[Object pointing dataset rows]
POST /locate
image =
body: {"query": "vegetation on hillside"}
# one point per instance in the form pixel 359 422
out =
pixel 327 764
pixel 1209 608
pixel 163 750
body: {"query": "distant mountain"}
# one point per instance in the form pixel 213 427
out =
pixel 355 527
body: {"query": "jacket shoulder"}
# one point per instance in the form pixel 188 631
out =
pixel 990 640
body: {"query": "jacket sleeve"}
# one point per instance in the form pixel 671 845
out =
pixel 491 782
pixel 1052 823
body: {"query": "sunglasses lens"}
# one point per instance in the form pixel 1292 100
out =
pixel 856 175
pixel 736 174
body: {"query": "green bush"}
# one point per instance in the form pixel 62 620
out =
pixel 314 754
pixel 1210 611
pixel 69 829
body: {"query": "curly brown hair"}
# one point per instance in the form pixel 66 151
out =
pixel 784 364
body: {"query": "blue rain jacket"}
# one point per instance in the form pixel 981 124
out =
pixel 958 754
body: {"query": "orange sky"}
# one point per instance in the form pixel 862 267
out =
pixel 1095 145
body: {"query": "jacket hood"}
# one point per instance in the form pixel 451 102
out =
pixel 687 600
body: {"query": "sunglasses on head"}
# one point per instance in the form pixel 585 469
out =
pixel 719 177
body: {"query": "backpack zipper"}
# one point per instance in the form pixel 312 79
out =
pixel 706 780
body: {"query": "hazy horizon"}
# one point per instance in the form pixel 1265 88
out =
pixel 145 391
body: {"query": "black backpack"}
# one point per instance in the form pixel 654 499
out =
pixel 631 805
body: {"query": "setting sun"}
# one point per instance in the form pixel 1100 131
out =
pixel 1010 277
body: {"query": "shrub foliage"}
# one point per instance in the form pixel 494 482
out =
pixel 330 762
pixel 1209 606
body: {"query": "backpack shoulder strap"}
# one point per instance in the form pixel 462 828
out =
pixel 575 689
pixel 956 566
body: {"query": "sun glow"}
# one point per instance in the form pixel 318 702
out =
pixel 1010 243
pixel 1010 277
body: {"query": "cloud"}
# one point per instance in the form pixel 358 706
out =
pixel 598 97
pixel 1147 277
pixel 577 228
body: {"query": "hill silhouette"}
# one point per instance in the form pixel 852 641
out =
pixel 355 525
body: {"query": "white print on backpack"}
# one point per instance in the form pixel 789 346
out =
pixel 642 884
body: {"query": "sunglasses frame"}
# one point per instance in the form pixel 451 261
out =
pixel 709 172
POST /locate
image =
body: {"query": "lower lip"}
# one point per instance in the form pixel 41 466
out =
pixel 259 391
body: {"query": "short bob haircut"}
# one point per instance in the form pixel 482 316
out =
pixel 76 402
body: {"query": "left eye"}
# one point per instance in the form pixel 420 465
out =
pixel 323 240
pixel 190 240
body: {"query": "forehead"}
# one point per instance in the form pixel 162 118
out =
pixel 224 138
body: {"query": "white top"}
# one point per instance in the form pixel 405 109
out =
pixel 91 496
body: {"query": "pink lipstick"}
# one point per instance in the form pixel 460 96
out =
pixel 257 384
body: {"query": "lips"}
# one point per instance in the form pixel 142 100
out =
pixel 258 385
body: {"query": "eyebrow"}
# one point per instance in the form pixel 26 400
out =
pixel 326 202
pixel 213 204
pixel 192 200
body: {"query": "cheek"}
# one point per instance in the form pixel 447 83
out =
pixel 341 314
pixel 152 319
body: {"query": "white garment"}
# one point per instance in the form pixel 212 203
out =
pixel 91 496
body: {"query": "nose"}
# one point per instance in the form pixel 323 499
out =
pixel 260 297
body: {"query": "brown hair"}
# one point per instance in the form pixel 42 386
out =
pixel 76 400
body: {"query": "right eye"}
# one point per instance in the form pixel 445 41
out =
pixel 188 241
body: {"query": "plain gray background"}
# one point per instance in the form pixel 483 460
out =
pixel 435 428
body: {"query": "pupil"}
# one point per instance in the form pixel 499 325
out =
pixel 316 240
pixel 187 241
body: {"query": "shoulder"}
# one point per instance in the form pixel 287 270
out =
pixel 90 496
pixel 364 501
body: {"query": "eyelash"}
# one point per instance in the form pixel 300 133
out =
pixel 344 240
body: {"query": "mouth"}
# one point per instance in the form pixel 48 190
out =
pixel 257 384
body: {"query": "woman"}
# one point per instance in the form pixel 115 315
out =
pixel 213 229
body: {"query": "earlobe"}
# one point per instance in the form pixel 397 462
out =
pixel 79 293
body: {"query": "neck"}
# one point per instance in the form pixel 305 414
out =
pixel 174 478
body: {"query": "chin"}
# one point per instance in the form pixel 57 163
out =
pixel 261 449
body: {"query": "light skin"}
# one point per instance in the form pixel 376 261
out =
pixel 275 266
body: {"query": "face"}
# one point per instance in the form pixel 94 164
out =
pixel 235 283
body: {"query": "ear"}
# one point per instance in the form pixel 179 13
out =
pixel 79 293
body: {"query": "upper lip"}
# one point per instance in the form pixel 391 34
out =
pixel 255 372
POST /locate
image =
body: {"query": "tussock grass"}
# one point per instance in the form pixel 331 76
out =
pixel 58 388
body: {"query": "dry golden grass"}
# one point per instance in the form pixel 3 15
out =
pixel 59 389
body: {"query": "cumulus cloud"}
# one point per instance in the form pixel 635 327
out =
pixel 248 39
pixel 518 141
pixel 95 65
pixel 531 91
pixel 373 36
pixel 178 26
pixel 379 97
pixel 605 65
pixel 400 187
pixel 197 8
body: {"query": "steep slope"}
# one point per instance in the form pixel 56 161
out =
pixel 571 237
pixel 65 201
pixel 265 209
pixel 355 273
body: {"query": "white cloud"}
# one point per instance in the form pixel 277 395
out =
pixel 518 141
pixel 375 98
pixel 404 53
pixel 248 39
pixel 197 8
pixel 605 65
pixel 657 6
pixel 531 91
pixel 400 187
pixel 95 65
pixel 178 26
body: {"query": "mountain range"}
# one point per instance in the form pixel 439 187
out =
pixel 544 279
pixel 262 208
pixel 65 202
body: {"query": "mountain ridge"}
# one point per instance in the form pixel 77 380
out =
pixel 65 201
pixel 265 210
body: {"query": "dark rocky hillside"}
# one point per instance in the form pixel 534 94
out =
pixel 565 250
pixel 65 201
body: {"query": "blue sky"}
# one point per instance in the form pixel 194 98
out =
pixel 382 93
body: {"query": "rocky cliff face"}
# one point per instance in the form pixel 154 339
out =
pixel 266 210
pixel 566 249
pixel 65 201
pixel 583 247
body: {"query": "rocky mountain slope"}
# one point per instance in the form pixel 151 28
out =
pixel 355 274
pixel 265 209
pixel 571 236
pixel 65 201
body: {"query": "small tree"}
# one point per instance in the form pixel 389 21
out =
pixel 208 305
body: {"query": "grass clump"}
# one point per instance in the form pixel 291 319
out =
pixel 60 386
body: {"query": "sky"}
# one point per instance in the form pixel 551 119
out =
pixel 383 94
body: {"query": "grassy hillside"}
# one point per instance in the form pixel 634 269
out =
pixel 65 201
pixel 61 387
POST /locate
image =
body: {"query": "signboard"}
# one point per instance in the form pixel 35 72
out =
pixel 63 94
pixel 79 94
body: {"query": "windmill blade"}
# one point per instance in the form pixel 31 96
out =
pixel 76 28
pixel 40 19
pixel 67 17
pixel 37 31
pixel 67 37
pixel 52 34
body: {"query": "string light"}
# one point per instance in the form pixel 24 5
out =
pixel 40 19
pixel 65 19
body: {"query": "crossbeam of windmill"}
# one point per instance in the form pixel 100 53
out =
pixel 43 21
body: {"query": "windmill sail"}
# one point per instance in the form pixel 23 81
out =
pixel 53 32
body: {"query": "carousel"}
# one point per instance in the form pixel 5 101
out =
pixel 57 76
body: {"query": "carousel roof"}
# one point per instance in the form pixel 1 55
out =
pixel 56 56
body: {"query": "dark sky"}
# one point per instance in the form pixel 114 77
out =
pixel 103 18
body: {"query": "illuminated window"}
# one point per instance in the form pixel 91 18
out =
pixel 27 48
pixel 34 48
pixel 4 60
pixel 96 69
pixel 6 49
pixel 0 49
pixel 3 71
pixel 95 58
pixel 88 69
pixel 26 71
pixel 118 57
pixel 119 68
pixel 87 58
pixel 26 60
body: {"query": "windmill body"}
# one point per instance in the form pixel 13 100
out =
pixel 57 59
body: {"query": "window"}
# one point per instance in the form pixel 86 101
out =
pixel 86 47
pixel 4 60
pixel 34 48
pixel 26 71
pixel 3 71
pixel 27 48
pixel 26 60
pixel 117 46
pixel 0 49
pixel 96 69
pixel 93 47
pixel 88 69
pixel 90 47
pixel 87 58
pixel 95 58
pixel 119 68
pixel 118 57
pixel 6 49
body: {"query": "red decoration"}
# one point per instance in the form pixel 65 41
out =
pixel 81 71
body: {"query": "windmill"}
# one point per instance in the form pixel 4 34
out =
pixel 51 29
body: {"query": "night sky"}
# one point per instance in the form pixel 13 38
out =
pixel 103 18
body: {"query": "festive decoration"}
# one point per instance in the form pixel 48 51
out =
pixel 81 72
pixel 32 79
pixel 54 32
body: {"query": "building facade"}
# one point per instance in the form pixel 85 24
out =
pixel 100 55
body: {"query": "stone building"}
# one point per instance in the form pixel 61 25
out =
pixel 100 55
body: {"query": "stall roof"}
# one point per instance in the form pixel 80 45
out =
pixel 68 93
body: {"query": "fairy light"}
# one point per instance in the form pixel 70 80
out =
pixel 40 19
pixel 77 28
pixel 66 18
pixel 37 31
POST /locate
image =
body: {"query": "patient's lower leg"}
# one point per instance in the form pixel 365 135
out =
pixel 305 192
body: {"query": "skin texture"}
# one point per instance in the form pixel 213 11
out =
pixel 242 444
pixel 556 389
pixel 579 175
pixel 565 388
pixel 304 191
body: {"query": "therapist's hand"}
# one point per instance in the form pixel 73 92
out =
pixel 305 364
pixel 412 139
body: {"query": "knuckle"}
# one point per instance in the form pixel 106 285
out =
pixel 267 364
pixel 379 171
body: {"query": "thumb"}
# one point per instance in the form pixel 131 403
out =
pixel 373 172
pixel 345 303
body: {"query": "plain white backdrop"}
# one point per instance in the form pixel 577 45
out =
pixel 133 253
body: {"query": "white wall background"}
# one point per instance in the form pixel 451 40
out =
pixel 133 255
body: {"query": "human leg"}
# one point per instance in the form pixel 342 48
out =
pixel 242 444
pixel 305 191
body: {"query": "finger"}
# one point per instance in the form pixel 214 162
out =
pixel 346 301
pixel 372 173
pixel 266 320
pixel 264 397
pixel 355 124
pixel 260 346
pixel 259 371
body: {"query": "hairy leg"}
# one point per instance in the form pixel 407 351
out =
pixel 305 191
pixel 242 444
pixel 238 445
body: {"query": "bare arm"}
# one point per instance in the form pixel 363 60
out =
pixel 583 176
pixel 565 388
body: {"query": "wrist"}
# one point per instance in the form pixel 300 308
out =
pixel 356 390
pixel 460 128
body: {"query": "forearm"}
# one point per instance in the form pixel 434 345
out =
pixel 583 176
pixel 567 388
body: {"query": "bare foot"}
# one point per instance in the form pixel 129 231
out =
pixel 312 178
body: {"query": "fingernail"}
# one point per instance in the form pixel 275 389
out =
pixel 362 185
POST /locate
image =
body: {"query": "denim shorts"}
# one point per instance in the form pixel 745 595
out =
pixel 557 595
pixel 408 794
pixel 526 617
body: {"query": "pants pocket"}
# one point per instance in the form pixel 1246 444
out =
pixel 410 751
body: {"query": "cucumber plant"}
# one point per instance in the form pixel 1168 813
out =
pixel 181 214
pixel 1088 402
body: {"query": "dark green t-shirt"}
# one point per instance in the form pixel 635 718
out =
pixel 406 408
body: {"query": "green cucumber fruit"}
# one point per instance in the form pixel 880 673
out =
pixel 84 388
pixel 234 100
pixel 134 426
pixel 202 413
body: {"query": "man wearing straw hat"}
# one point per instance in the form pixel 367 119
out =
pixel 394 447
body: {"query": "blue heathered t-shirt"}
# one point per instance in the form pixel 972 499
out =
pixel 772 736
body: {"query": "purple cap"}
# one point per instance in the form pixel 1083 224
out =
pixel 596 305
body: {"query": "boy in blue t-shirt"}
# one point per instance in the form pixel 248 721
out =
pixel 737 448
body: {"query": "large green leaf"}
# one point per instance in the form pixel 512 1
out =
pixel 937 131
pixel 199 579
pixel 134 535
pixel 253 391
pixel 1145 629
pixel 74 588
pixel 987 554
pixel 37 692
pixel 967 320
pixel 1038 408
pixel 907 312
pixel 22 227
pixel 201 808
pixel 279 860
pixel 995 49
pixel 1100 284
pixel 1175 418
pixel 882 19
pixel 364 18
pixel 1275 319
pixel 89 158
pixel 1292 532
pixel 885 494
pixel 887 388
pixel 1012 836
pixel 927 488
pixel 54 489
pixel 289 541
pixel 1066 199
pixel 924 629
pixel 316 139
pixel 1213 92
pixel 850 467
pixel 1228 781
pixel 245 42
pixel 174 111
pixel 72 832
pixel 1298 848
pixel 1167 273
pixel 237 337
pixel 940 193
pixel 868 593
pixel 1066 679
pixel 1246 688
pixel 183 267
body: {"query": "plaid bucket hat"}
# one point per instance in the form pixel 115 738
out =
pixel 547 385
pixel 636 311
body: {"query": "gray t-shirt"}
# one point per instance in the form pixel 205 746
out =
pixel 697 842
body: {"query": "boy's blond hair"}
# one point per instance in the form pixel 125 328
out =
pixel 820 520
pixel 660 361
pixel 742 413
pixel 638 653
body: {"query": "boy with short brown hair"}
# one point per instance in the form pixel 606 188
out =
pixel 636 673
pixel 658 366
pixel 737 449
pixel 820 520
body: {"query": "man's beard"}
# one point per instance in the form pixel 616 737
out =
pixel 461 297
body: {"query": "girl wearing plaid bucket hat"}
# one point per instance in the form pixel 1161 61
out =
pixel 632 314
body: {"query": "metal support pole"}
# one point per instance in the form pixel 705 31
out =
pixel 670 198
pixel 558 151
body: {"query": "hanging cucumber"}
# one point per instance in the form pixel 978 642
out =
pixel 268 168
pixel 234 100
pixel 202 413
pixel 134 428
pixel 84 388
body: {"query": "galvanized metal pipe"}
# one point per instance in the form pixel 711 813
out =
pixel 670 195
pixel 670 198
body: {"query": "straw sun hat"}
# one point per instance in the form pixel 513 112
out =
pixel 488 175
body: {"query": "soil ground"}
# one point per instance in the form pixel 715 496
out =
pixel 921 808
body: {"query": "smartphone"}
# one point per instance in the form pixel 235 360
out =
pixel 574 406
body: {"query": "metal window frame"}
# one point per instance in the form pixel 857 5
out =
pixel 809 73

- WORK REQUIRED:
Copy out the rows verbatim, starting with the first line and going on through the line with "pixel 990 640", including both of those lines.

- OUTPUT BELOW:
POST /locate
image =
body: {"query": "vegetation on hillside"}
# one point per instance in the form pixel 359 422
out =
pixel 327 764
pixel 1209 608
pixel 163 750
body: {"query": "distant mountain"}
# one point per instance in the form pixel 213 427
out =
pixel 355 527
body: {"query": "jacket shoulder"}
# one point per instance in the form pixel 188 631
out =
pixel 990 640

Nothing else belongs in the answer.